__TRY IT__: The answer must repeat each line of the material exactly.

__RECORDED INFORMATION__:
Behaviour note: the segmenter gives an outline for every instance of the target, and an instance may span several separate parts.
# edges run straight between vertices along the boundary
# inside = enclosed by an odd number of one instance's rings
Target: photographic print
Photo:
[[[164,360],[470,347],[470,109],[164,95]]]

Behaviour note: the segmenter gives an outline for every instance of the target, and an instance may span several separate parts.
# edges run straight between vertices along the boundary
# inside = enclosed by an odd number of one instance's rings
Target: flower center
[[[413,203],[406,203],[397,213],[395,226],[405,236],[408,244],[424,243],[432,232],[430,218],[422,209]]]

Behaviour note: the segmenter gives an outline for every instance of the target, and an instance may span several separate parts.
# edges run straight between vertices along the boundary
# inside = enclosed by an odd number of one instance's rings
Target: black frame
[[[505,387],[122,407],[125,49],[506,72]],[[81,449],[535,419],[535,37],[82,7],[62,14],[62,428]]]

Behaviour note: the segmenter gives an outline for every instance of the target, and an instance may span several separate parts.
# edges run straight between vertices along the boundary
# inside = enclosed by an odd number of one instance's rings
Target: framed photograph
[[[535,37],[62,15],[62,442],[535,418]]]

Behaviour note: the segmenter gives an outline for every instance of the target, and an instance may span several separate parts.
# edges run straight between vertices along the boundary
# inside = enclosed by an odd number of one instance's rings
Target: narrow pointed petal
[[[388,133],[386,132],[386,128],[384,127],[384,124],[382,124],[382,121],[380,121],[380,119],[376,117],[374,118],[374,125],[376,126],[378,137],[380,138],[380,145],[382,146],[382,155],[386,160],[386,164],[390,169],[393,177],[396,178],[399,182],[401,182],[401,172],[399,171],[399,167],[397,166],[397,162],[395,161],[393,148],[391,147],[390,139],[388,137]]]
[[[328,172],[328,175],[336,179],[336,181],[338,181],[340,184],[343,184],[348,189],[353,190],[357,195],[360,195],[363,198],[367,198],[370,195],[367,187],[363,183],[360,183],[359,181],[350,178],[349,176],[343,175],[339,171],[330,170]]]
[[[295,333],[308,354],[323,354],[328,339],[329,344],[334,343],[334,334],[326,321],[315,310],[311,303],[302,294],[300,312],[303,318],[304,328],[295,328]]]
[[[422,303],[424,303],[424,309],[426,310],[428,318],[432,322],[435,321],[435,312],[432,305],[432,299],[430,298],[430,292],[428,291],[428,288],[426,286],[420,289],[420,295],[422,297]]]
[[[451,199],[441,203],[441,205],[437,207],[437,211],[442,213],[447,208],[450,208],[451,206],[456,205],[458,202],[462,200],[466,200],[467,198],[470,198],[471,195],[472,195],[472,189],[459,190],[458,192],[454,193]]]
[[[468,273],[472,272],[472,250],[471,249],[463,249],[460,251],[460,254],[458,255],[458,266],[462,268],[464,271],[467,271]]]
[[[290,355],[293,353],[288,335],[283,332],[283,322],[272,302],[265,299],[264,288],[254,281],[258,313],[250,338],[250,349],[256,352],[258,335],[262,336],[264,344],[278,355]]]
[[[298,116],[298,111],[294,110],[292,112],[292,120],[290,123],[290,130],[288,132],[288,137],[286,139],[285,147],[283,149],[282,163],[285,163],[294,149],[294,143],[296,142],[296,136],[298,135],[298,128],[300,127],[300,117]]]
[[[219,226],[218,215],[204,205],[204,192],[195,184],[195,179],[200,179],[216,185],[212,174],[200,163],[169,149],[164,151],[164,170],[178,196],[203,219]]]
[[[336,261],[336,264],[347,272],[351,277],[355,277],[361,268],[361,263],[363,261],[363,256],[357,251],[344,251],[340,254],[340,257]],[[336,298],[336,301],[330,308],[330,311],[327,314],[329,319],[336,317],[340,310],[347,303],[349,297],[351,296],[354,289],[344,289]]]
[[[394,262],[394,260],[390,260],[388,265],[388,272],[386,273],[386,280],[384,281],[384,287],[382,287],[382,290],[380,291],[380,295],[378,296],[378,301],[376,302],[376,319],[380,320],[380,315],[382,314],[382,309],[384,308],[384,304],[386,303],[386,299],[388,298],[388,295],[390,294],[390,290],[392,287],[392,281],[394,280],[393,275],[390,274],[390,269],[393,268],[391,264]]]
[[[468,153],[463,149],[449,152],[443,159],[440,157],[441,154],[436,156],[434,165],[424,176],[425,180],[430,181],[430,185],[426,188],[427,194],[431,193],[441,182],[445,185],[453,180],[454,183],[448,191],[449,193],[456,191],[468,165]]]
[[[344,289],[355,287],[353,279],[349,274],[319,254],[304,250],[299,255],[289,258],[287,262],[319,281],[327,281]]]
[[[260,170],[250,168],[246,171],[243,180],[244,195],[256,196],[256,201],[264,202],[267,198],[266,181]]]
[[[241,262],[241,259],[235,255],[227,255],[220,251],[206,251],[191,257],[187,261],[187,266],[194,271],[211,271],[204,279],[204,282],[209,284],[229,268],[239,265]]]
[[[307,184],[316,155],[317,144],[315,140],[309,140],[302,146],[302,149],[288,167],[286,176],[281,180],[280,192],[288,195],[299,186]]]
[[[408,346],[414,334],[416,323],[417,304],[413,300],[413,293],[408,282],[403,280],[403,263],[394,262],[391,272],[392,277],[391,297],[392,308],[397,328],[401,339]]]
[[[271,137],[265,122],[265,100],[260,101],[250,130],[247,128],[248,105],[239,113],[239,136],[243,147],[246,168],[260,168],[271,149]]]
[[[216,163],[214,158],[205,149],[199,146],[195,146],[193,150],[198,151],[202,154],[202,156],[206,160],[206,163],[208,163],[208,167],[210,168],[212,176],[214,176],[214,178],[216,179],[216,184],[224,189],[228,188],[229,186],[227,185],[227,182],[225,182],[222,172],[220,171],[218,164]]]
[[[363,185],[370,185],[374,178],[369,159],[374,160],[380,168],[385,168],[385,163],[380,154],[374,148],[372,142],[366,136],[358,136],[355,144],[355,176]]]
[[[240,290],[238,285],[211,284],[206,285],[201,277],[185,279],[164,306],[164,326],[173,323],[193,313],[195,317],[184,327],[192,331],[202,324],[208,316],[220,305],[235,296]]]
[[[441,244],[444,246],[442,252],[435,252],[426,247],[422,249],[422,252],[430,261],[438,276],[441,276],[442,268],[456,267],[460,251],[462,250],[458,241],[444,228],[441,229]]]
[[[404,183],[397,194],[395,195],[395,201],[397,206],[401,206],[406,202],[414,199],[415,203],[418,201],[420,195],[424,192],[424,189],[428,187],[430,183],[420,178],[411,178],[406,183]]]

__EXERCISE OUTPUT__:
Behaviour note: the segmenter gives an outline for every instance of the target, and an instance may span several separate parts.
# edges run straight between vertices along the boundary
# inside = enclosed by an odd number of one instance's rings
Target: photographic print
Photo:
[[[164,360],[470,347],[470,109],[164,95]]]

Behaviour note: the segmenter gives an outline for every instance of the target, and an instance may span several separate parts.
# edges run straight between vertices along the boundary
# inside = enclosed by an odd number of one instance's rings
Target: flower center
[[[413,203],[406,203],[397,213],[395,226],[405,236],[408,244],[424,243],[432,232],[430,218],[422,209]]]

Behaviour note: the segmenter gives an outline for every instance of the target, and an instance may span several separate parts.
# edges run straight between vertices along the boundary
# inside = enclosed by an odd number of one instance's rings
Target: black frame
[[[505,387],[122,407],[125,49],[506,72]],[[81,449],[535,419],[535,37],[82,7],[62,14],[62,428]]]

Behaviour note: the segmenter gives an outline for every instance of the target, and an instance may span several separate parts.
# edges run straight between vertices along the boundary
# inside = enclosed by an odd number of one instance's rings
Target: framed photograph
[[[535,37],[62,15],[62,442],[535,418]]]

Behaviour note: the segmenter gives an outline for every instance of the target, and an instance may span several separate parts.
# edges run straight between vertices along the boundary
# inside = enclosed by an odd number of one instance's rings
Target: narrow pointed petal
[[[388,133],[386,132],[386,128],[384,127],[384,124],[382,124],[382,121],[380,121],[380,119],[376,117],[374,118],[374,125],[376,126],[378,137],[380,138],[380,145],[382,146],[382,155],[386,160],[386,164],[390,169],[393,177],[396,178],[399,182],[401,182],[401,172],[399,171],[399,167],[397,166],[397,162],[395,161],[393,148],[391,147],[390,139],[388,137]]]
[[[328,172],[328,175],[336,179],[336,181],[338,181],[340,184],[343,184],[348,189],[353,190],[357,195],[360,195],[363,198],[367,198],[370,195],[367,187],[363,183],[360,183],[359,181],[350,178],[349,176],[343,175],[339,171],[330,170]]]
[[[295,333],[308,354],[323,354],[328,339],[329,344],[334,343],[334,334],[326,321],[315,310],[311,303],[302,294],[300,312],[303,318],[304,328],[295,328]]]
[[[422,303],[424,303],[424,309],[426,310],[428,318],[432,322],[435,321],[435,312],[432,305],[432,299],[430,298],[430,292],[428,291],[428,288],[426,286],[420,289],[420,295],[422,297]]]
[[[451,199],[441,203],[441,205],[437,207],[437,211],[442,213],[447,208],[450,208],[451,206],[456,205],[458,202],[462,200],[466,200],[467,198],[470,198],[471,195],[472,195],[472,189],[459,190],[458,192],[454,193]]]
[[[468,273],[472,272],[472,250],[471,249],[463,249],[460,251],[460,254],[458,255],[458,266],[462,268],[464,271],[467,271]]]
[[[290,355],[293,353],[288,335],[283,332],[283,322],[272,302],[265,299],[264,288],[254,281],[258,313],[250,338],[250,349],[256,352],[258,335],[262,336],[264,344],[278,355]]]
[[[298,116],[298,111],[294,110],[292,112],[292,120],[290,123],[290,130],[288,132],[288,137],[286,139],[285,147],[283,149],[282,163],[285,163],[294,149],[294,143],[296,142],[296,136],[298,135],[298,128],[300,127],[300,117]]]
[[[219,226],[218,215],[204,205],[204,192],[195,184],[195,179],[200,179],[216,185],[212,174],[200,163],[169,149],[164,151],[164,170],[178,196],[203,219]]]
[[[336,261],[336,264],[347,272],[351,277],[355,277],[361,268],[361,263],[363,261],[363,256],[357,251],[344,251],[340,254],[340,257]],[[336,298],[336,301],[330,308],[330,311],[327,314],[329,319],[336,317],[340,310],[347,303],[349,297],[351,296],[354,289],[344,289]]]
[[[394,262],[394,260],[390,260],[388,265],[388,272],[386,273],[386,280],[384,281],[384,287],[382,287],[382,290],[380,291],[380,295],[378,296],[378,301],[376,302],[376,319],[380,320],[380,315],[382,314],[382,309],[384,308],[384,304],[386,303],[386,299],[388,298],[388,295],[390,294],[390,290],[392,287],[392,281],[394,280],[393,275],[390,274],[390,269],[393,268],[391,264]]]
[[[468,153],[463,149],[449,152],[443,159],[440,157],[441,154],[436,156],[434,165],[424,176],[425,180],[430,181],[430,185],[426,188],[427,194],[431,193],[441,182],[445,185],[453,180],[454,183],[448,191],[449,193],[456,191],[468,165]]]
[[[344,289],[355,287],[353,279],[349,274],[319,254],[304,250],[299,255],[289,258],[287,262],[319,281],[327,281]]]
[[[260,170],[250,168],[246,171],[243,180],[244,195],[256,196],[256,201],[264,202],[267,198],[266,181]]]
[[[241,262],[241,259],[235,255],[227,255],[220,251],[206,251],[191,257],[187,261],[187,266],[194,271],[211,271],[204,279],[204,282],[209,284],[229,268],[239,265]]]
[[[307,184],[316,155],[317,144],[315,140],[309,140],[302,146],[302,149],[288,167],[286,176],[281,180],[280,192],[288,195],[299,186]]]
[[[408,346],[414,334],[416,323],[417,304],[413,300],[413,293],[408,282],[403,280],[403,263],[394,262],[391,272],[392,277],[391,297],[392,308],[397,328],[401,339]]]
[[[271,137],[265,122],[265,100],[260,101],[250,130],[247,128],[248,105],[239,113],[239,136],[243,147],[246,168],[260,168],[271,149]]]
[[[216,163],[214,158],[205,149],[199,146],[195,146],[193,150],[198,151],[202,154],[202,156],[206,160],[206,163],[208,163],[208,167],[210,168],[212,176],[214,176],[214,178],[216,179],[216,184],[224,189],[228,188],[229,186],[227,185],[227,182],[225,182],[222,172],[220,171],[218,164]]]
[[[363,185],[370,185],[374,178],[369,159],[374,160],[380,168],[385,168],[385,163],[380,154],[374,148],[372,142],[366,136],[358,136],[355,144],[355,176]]]
[[[240,290],[238,285],[211,284],[206,285],[201,277],[185,279],[164,306],[164,326],[173,323],[193,313],[195,317],[184,327],[192,331],[202,324],[208,316],[220,305],[235,296]]]
[[[441,244],[444,246],[442,252],[435,252],[426,247],[422,249],[422,252],[430,261],[438,276],[441,276],[442,268],[456,267],[460,251],[462,250],[458,241],[444,228],[441,229]]]
[[[404,183],[397,194],[395,195],[395,201],[397,206],[401,206],[406,202],[414,199],[415,203],[418,201],[420,195],[424,192],[424,189],[428,187],[430,183],[420,178],[411,178],[406,183]]]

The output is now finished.